EXERCISE DETAILS — Repeat verbatim the stretch of rows below from the one containing "I'd appreciate your help locating every green grass" through the one containing "0 410 237 571", including both of those rows and nothing more.

── INFORMATION SHOWN

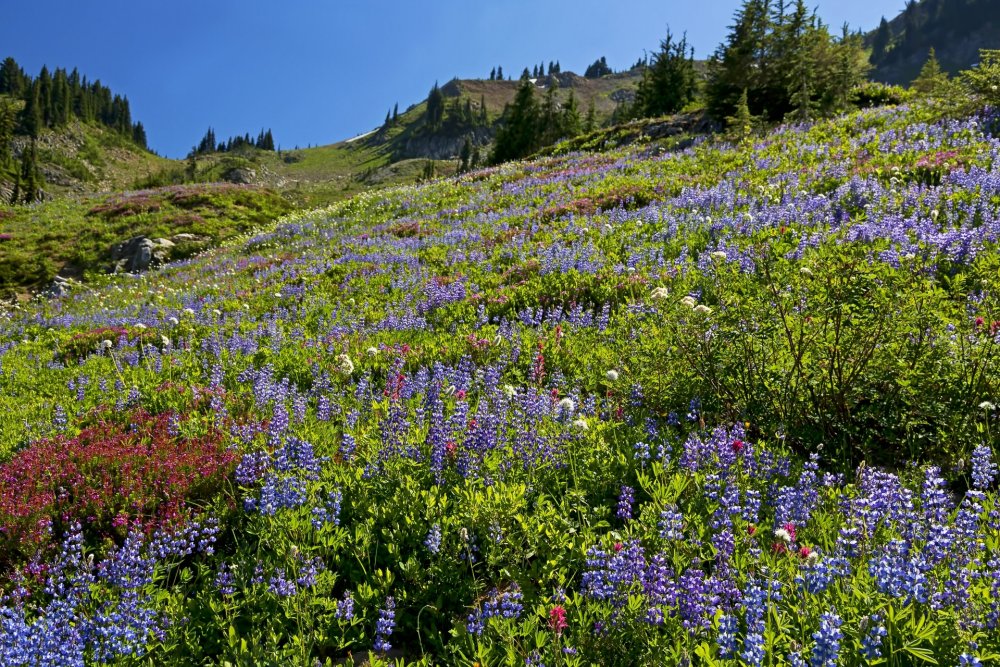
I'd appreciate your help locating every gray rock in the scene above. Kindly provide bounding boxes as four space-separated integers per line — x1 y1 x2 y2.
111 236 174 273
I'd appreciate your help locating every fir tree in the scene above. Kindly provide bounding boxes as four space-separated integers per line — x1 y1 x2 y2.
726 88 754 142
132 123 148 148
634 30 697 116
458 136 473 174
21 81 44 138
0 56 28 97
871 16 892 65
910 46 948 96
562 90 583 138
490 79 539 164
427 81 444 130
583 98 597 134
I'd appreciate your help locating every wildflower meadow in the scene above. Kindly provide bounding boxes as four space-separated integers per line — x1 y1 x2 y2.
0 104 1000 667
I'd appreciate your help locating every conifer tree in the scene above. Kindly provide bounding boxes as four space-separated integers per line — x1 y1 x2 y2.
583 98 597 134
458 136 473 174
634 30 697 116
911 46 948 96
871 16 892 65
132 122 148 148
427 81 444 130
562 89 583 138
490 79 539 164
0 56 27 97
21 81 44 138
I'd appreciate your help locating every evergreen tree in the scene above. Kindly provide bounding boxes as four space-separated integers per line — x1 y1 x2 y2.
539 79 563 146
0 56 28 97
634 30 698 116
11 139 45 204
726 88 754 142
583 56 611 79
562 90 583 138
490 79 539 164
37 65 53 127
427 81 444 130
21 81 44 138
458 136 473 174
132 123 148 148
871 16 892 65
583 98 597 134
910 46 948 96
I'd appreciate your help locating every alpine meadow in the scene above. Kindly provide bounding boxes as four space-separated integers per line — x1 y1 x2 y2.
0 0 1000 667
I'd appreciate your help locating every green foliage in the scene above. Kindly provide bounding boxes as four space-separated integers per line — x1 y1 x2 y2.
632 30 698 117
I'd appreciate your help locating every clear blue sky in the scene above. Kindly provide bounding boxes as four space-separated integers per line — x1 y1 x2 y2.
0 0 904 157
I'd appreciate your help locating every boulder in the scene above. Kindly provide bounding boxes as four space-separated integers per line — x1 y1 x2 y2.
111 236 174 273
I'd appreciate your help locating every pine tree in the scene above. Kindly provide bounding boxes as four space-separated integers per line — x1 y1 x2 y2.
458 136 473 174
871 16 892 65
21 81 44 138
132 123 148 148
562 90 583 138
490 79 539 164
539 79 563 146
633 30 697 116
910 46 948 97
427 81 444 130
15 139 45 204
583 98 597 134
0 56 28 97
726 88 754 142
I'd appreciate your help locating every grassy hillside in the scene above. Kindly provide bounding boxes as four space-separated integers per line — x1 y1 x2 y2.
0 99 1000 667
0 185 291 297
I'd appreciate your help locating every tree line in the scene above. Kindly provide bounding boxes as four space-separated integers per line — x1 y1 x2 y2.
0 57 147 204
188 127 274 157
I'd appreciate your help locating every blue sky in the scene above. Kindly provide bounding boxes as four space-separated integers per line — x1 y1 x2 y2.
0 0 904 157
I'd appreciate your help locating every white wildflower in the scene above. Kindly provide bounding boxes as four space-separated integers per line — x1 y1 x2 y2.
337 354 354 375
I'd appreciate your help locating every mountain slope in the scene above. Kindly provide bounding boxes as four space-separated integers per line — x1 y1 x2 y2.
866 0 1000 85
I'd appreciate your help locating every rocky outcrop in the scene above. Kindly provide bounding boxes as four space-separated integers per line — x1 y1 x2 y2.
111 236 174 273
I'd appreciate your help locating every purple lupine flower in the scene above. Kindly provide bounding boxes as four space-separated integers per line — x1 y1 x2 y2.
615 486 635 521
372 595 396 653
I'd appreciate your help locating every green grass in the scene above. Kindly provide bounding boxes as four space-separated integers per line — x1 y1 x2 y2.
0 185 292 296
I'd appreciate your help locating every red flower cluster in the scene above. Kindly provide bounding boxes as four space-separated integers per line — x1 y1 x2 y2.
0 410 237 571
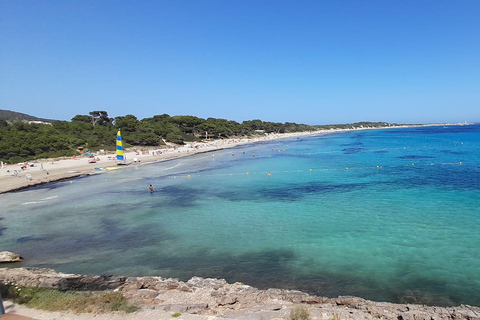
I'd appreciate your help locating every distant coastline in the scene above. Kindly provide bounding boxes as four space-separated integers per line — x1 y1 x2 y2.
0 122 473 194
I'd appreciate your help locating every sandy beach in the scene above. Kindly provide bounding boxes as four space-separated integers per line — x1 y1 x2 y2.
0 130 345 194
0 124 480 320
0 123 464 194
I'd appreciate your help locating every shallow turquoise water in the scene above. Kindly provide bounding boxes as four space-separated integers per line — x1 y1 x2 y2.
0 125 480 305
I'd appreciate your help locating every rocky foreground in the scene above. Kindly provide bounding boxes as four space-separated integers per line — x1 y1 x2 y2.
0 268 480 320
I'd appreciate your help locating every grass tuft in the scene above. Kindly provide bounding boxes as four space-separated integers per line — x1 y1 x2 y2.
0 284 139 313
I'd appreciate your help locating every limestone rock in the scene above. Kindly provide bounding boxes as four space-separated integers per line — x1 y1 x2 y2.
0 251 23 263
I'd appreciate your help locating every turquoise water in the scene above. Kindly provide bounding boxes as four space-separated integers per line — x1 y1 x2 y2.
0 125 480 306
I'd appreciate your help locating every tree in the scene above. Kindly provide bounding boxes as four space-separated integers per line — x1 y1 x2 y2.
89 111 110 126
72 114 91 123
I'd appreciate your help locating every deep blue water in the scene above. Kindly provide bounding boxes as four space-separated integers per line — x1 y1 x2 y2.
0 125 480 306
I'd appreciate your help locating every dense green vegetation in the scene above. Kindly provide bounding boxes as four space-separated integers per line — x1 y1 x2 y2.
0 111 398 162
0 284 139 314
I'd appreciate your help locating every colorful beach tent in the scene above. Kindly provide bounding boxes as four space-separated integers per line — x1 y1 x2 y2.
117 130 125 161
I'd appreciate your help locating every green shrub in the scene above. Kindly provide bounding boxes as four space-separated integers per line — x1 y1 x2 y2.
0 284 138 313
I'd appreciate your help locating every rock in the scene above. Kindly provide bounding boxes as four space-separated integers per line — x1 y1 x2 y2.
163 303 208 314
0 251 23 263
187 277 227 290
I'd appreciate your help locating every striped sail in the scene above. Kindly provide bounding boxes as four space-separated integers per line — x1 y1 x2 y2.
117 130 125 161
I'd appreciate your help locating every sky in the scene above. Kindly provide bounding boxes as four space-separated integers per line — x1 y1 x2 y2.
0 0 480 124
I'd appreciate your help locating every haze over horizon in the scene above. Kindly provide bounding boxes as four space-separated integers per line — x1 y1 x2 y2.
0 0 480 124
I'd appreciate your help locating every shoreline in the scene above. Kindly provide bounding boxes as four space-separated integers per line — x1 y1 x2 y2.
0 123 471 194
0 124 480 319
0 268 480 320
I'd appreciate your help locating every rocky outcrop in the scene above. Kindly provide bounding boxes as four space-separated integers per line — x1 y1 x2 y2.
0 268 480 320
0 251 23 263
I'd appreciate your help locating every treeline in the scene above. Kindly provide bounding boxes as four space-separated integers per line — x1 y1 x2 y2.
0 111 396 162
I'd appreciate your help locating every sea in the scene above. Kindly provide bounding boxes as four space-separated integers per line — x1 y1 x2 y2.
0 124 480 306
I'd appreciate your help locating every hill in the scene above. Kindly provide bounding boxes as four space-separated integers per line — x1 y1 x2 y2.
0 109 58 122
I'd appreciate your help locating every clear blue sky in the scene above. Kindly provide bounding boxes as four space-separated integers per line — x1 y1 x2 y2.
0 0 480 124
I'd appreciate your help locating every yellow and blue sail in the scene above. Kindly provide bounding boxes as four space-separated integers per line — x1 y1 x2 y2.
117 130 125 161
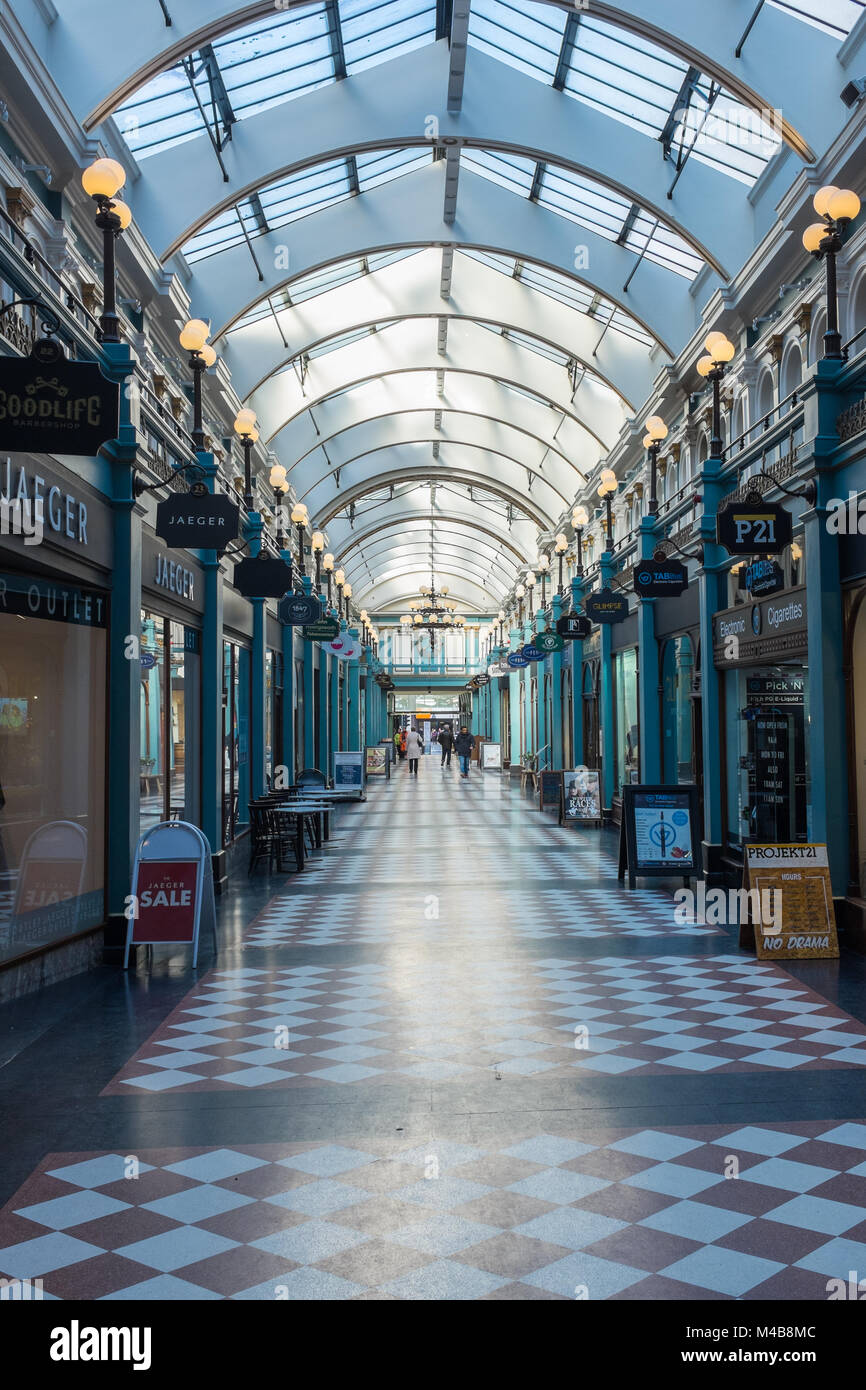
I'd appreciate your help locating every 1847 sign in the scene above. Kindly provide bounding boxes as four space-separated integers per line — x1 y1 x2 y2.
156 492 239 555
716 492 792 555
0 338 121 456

────
── INFORMATION SHOWN

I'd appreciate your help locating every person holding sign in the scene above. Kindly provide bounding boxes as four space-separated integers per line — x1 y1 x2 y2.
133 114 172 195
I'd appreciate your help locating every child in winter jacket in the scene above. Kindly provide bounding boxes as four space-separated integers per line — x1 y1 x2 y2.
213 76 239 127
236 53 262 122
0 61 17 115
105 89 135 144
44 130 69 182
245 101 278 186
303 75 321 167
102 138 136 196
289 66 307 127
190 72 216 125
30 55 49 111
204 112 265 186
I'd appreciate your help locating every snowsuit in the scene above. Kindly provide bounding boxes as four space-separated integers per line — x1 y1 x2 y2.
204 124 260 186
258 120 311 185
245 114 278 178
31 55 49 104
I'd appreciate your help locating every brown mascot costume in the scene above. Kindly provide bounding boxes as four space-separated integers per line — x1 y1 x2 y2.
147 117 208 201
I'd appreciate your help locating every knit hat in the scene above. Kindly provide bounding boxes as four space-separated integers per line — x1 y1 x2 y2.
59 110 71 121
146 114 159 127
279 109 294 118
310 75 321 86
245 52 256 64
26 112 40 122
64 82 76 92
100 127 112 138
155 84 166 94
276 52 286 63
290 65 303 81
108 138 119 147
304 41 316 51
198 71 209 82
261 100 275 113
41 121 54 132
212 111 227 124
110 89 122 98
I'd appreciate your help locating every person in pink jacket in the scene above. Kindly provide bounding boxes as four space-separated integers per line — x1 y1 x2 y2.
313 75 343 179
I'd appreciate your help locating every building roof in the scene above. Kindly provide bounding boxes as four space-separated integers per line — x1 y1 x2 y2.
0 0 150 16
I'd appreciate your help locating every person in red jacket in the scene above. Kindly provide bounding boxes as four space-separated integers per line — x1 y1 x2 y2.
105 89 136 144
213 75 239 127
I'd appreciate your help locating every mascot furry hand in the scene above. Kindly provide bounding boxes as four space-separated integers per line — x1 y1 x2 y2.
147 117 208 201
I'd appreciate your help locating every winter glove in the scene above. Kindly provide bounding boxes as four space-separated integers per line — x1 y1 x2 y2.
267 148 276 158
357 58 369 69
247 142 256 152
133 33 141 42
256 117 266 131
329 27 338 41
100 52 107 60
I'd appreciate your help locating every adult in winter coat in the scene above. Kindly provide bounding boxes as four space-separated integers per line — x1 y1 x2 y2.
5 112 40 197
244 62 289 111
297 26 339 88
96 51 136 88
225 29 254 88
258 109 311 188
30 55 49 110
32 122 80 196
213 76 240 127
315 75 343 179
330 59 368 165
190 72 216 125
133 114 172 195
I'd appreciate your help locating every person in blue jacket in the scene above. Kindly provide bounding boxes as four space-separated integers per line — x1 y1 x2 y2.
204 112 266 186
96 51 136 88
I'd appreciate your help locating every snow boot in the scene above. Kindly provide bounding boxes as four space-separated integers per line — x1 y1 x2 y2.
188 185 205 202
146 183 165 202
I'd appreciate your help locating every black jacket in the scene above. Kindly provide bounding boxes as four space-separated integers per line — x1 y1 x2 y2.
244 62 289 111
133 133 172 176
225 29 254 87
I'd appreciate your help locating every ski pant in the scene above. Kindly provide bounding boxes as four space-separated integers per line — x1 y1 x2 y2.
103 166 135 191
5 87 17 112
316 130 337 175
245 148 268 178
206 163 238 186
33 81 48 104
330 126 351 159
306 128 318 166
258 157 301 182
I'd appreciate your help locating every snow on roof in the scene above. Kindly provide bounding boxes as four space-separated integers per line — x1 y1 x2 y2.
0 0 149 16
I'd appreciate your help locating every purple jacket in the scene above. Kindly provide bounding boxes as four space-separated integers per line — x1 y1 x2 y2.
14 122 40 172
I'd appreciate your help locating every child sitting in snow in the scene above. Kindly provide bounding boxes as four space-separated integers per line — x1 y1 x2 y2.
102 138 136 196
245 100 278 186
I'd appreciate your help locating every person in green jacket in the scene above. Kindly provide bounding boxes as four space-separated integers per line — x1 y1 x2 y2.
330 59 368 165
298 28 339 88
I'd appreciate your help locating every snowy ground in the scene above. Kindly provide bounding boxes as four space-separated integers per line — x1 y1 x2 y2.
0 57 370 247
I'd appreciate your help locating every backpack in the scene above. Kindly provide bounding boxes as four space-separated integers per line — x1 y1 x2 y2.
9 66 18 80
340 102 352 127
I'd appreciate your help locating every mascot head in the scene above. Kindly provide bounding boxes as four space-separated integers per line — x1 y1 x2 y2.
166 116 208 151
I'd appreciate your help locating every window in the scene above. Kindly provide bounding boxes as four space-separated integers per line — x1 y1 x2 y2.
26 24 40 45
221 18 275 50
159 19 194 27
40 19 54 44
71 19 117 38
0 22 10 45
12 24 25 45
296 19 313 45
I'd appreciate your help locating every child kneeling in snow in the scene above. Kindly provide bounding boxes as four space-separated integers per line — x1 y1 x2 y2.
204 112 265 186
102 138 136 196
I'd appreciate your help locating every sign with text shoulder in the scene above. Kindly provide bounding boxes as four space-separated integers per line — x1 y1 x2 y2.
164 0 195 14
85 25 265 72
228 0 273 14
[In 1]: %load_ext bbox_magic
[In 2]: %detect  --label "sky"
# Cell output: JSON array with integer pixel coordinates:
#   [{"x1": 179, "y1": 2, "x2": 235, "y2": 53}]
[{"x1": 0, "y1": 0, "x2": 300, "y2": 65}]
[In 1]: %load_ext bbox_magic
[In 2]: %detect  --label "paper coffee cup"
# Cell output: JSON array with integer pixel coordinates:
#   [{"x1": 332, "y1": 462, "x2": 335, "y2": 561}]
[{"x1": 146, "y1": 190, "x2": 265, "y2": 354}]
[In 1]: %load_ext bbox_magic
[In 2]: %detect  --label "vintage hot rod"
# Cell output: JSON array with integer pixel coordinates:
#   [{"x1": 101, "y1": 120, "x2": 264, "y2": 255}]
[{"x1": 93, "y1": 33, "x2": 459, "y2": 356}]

────
── INFORMATION SHOWN

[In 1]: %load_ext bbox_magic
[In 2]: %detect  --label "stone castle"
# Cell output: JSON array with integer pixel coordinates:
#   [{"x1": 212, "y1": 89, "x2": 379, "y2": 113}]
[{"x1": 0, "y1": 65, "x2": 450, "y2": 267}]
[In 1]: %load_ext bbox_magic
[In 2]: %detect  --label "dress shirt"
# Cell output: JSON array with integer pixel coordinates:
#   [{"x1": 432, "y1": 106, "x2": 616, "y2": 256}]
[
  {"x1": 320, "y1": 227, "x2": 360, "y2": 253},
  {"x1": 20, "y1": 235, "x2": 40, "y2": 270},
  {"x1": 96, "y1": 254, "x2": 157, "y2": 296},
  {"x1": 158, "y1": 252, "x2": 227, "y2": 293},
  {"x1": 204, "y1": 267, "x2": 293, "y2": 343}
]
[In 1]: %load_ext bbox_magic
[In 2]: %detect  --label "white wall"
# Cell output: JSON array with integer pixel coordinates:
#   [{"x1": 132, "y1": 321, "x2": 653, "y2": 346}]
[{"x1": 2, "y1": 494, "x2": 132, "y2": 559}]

────

RESULT OF THIS EXERCISE —
I'd appreciate your help locating every green grass in the scene above. Kindly provide bounding boxes as four space-separated integers per line — x1 y1 x2 y2.
0 185 292 296
I'd appreciate your help locating every red flower cluster in the scene above. Kindly provide bounding boxes as four space-separated integers per line — x1 y1 x2 y2.
0 410 237 571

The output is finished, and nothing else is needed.